• **Description of the task**:
Recast all the entries below as a numbered list, leaving out any blank lines.

[Collected data entries]
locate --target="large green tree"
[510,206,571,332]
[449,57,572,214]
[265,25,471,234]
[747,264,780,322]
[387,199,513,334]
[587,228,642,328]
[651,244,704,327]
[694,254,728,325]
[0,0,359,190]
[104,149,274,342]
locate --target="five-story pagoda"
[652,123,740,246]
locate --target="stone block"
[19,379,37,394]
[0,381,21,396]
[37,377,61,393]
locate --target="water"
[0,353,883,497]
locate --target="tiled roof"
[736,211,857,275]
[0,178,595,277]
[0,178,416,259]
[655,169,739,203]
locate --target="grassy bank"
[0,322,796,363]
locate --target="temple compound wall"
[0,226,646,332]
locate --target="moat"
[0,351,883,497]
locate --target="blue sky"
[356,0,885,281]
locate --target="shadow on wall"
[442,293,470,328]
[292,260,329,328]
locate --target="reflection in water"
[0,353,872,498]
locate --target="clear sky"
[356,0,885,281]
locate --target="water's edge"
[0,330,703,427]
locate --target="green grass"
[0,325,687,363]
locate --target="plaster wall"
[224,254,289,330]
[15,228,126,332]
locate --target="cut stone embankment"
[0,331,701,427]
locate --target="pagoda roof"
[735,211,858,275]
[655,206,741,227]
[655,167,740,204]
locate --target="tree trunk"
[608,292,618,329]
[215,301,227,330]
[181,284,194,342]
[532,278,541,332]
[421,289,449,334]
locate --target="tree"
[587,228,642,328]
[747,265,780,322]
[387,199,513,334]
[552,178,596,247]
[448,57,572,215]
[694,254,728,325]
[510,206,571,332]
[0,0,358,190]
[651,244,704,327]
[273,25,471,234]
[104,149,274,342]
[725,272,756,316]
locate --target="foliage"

• **Task response**:
1. locate --target="large green tree"
2. [510,206,571,332]
3. [449,57,572,214]
4. [265,25,471,234]
5. [747,264,780,322]
6. [387,199,513,334]
7. [587,228,642,328]
8. [651,244,704,327]
9. [694,254,728,325]
10. [0,0,359,190]
11. [104,149,274,342]
12. locate --target="five-story pagoda"
13. [652,123,740,246]
14. locate --target="stone block"
15. [19,379,37,394]
16. [0,381,21,396]
17. [37,377,61,393]
18. locate --target="water"
19. [0,353,883,497]
20. locate --target="tiled roof"
21. [736,211,857,275]
22. [0,178,595,277]
23. [0,178,416,259]
24. [655,169,739,203]
25. locate --target="grassy bank"
26. [0,322,796,363]
27. locate --target="temple compound wall"
28. [0,226,646,332]
29. locate --target="moat"
30. [0,351,883,497]
31. locate --target="blue sky"
32. [356,0,885,281]
33. locate --target="shadow on wall"
34. [442,293,470,328]
35. [292,260,329,328]
36. locate --target="reflection in water"
37. [0,353,872,498]
38. locate --target="clear sky"
39. [356,0,885,281]
40. locate --target="water's edge"
41. [0,330,703,427]
42. locate --target="green grass"
43. [0,325,687,363]
44. locate --target="plaster wall"
45. [224,254,289,330]
46. [15,228,126,332]
47. locate --target="cut stone embankment"
48. [0,331,701,427]
49. locate --target="pagoda roof"
50. [735,211,858,275]
51. [655,206,741,227]
52. [655,167,740,204]
53. locate --target="tree trunk"
54. [608,292,618,329]
55. [215,301,227,330]
56. [181,284,194,342]
57. [532,278,541,332]
58. [421,289,449,334]
59. locate --target="tree"
60. [587,228,642,328]
61. [747,265,780,322]
62. [387,199,513,334]
63. [552,178,596,247]
64. [448,57,572,215]
65. [694,254,728,325]
66. [510,206,571,332]
67. [0,0,358,190]
68. [651,244,704,327]
69. [273,25,471,234]
70. [104,149,274,342]
71. [725,272,756,316]
72. locate --target="foliage"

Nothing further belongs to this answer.